> DATA TO USE
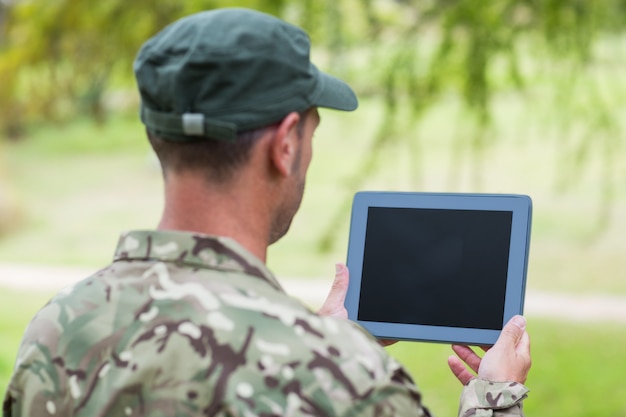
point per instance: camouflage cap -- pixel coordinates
(219, 72)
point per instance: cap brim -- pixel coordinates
(333, 93)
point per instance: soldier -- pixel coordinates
(187, 320)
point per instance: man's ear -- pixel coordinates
(285, 143)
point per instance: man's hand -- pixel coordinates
(508, 360)
(334, 304)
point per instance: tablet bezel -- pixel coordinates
(521, 208)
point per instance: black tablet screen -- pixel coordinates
(435, 267)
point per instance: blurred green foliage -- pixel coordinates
(63, 58)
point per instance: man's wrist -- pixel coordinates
(480, 397)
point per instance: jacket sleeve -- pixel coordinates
(482, 398)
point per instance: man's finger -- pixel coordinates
(468, 356)
(459, 370)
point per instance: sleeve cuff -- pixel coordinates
(480, 397)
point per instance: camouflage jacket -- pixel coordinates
(182, 324)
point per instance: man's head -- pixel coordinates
(220, 77)
(230, 97)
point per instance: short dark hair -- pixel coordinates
(219, 159)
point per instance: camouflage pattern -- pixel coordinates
(482, 398)
(187, 325)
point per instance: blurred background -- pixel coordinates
(499, 96)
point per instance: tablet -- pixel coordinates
(437, 267)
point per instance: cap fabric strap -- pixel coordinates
(194, 125)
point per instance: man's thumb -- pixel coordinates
(334, 304)
(514, 330)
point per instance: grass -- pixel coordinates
(575, 365)
(79, 185)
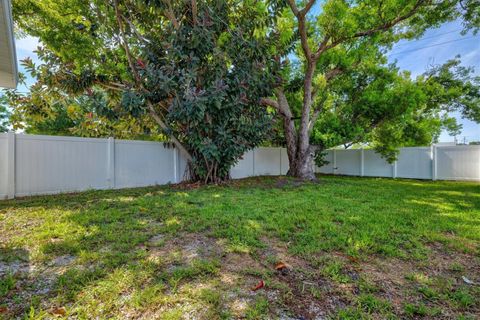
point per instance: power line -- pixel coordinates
(433, 45)
(426, 38)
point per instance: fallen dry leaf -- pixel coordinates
(59, 311)
(280, 266)
(260, 285)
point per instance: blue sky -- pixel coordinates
(435, 47)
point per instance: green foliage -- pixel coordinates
(386, 109)
(135, 68)
(362, 99)
(214, 78)
(4, 114)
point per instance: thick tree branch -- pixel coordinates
(194, 12)
(139, 84)
(169, 13)
(270, 103)
(302, 26)
(387, 25)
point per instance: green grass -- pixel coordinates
(106, 234)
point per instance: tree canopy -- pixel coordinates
(197, 70)
(342, 89)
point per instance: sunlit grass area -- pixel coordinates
(354, 248)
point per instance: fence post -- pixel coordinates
(334, 161)
(11, 165)
(253, 164)
(175, 165)
(362, 163)
(111, 163)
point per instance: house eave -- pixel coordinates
(8, 56)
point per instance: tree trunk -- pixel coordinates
(302, 166)
(301, 162)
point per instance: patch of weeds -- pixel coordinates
(419, 310)
(316, 292)
(74, 280)
(418, 277)
(462, 298)
(352, 314)
(7, 283)
(334, 270)
(198, 268)
(428, 292)
(151, 295)
(259, 310)
(456, 267)
(371, 304)
(174, 314)
(367, 286)
(213, 299)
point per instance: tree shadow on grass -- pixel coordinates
(108, 234)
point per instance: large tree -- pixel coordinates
(197, 69)
(341, 38)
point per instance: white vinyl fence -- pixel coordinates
(34, 164)
(435, 163)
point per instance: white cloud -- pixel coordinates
(27, 44)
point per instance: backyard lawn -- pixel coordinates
(354, 248)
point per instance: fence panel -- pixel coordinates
(245, 167)
(143, 163)
(415, 163)
(375, 165)
(46, 164)
(31, 164)
(329, 167)
(267, 161)
(458, 163)
(3, 165)
(348, 162)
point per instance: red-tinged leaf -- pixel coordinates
(59, 311)
(260, 285)
(280, 266)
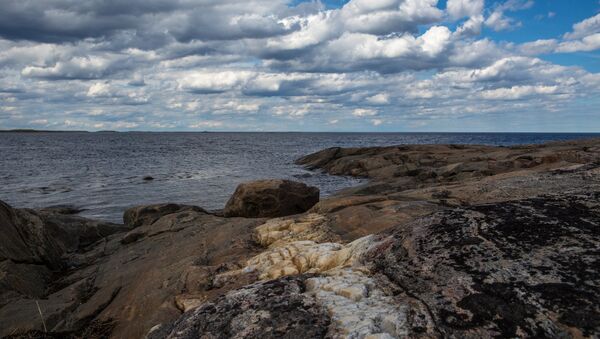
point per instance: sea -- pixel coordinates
(103, 173)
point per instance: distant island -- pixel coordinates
(30, 130)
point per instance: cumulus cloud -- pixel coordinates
(585, 28)
(464, 8)
(364, 112)
(270, 64)
(498, 21)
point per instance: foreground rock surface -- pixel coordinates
(443, 241)
(271, 198)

> GIVEN PROBLEM
From the records given above, reproduce all text exactly and exclude each picture.

> TASK SOLUTION
point per instance: camouflage cap -- pixel coordinates
(219, 72)
point per instance: cap brim -- pixel coordinates
(333, 93)
point per instance: soldier -- pixel coordinates
(187, 320)
point per instance: man's ear -- pixel coordinates
(285, 143)
point per instance: man's hand -- pixel coordinates
(508, 360)
(334, 304)
point per instance: tablet bezel -- pixel coordinates
(521, 208)
point per instance: black tablet screen -- pixel coordinates
(435, 267)
point per instance: blurred green foliage -- pixel coordinates
(63, 58)
point per instance: man's wrist -- pixel coordinates
(480, 397)
point per instance: jacket sleeve -- pixel coordinates
(482, 398)
point per instance: man's finger -- pixel coordinates
(468, 356)
(459, 370)
point per instance: sleeve cuff -- pixel coordinates
(480, 397)
point per instance: camouflage jacket -- pixel coordinates
(182, 324)
point per instance: man's head -- pixel coordinates
(220, 77)
(230, 97)
point per instance: short dark hair -- pixel coordinates
(219, 159)
point per instance: camouflage pattern -- pixel coordinates
(482, 398)
(187, 325)
point per instance: blurred background -- pixel coordinates
(499, 96)
point per instance: tablet -- pixel coordinates
(437, 267)
point per instance: cap fabric strap -- pixel coordinates
(194, 125)
point per instance: man's thumb -- pixel coordinates
(334, 304)
(514, 330)
point per instance: grass -- pixel coordinates
(575, 365)
(79, 185)
point per instance: power line -- pixel coordinates
(433, 45)
(426, 38)
point per instance: fallen dry leaf -- pixel coordinates
(59, 311)
(280, 266)
(260, 285)
point per instance: blue sky -- pixel coordinates
(435, 47)
point per instance: green foliage -- pixel coordinates
(386, 109)
(135, 68)
(362, 99)
(214, 78)
(4, 114)
point per instance: thick tree branch -- pixel coordinates
(194, 12)
(139, 84)
(169, 13)
(270, 103)
(302, 26)
(387, 25)
point per instance: green grass -- pixel coordinates
(106, 234)
point per instance: tree canopy -- pixel coordinates
(197, 70)
(342, 89)
point per instance: sunlit grass area -- pixel coordinates
(354, 248)
point per instance: fence post -- pixel coordinates
(334, 161)
(11, 165)
(253, 164)
(175, 165)
(362, 163)
(111, 163)
point per instance: house eave -- pixel coordinates
(8, 56)
point per instance: tree trunk -- pixel coordinates
(302, 166)
(301, 162)
point per instance: patch of weeds -- pixel coordinates
(419, 310)
(316, 292)
(74, 280)
(418, 277)
(462, 298)
(352, 314)
(7, 283)
(334, 270)
(198, 268)
(428, 292)
(151, 295)
(259, 310)
(456, 267)
(371, 304)
(174, 314)
(367, 286)
(213, 299)
point per instance: tree shadow on grass -- pixel coordinates
(108, 234)
point per instance: large tree -- pixel coordinates
(197, 69)
(341, 38)
point per instance: white vinyl fence -- pixel coordinates
(34, 164)
(435, 163)
point per instance: white cloud -- pixel coordinates
(27, 44)
point per instance: backyard lawn -- pixel coordinates
(354, 248)
point per instance: fence panel -- pixel coordinates
(245, 167)
(143, 163)
(415, 163)
(375, 165)
(46, 164)
(31, 164)
(329, 167)
(267, 161)
(458, 163)
(3, 165)
(348, 162)
point per instance: red-tinged leaf -- pixel coordinates
(59, 311)
(260, 285)
(280, 266)
point per instance: sea -- pixel coordinates
(103, 173)
point per instance: distant island -- pixel coordinates
(30, 130)
point per instance: cumulus cloud -- pixel coordinates
(585, 28)
(464, 8)
(364, 112)
(270, 64)
(498, 21)
point per instance: foreground rock surface -- pixel coordinates
(443, 241)
(271, 198)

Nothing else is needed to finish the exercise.